TEXT TO READ:
§
Illustration (b) to s 162 offers an example of the application of s 162 to charges involving conspiracy. However, it will be seen that while this illustration is not precisely on point as far as issues (a) and (b) as stated in [10] above are concerned (see [32] below), it is clearly germane to issue (c) as stated in [10] above. Illustration (b) reads as follows: A is charged with conspiracy to cheat together with a known person and an unknown person. The summary of facts should state — when and where the conspiracy took place; and who the known conspirators were and what they did.

15 It should also be noted that the requirement of a summary of facts for the Prosecution is only applicable for cases heard in the Subordinate Courts. When a case is to be tried in the High Court, the committal hearing procedure applies and no summary of facts needs to be tendered after the committal of the accused for trial, although s 188(4)(l) of the CPC 2010 requires all written statements which will be used as evidence to be disclosed to the Defence.
§
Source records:
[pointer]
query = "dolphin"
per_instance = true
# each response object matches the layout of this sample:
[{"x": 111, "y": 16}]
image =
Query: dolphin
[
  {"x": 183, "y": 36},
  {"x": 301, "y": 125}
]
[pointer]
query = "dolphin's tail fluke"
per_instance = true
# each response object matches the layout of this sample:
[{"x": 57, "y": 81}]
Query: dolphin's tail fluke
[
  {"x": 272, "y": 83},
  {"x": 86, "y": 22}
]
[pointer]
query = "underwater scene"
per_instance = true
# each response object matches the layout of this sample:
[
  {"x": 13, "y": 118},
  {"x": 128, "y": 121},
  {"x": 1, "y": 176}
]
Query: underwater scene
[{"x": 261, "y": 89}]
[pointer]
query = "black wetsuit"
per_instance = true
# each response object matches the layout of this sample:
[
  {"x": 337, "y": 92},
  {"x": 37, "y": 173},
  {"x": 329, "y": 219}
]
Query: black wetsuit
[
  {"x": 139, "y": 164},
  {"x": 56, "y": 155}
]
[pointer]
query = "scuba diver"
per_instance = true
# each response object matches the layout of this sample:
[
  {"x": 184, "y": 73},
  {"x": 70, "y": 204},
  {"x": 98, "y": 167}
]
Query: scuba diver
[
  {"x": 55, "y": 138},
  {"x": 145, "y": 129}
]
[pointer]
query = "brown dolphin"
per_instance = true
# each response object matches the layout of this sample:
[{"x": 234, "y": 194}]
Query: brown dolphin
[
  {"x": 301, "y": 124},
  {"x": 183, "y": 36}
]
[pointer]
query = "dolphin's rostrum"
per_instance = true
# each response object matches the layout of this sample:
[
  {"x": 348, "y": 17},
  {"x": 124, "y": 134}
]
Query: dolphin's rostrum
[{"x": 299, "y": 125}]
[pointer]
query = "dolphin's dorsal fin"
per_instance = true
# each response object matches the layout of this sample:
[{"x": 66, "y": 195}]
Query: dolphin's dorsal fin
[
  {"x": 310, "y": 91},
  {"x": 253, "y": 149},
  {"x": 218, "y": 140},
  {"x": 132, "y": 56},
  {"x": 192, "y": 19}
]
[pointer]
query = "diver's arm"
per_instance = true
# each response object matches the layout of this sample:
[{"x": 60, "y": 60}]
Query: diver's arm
§
WHAT IS ASKED:
A – According to the passage on summaries of facts, cases heard in which courts require the Prosecution to provide a summary of facts?
B – Gather every line of the listing that contains the string "wetsuit", matching case exactly.
The listing is unrelated to the passage on summaries of facts.

ANSWERS PROVIDED:
A – Cases heard in the Subordinate Courts.

B –
query = "black wetsuit"
Query: black wetsuit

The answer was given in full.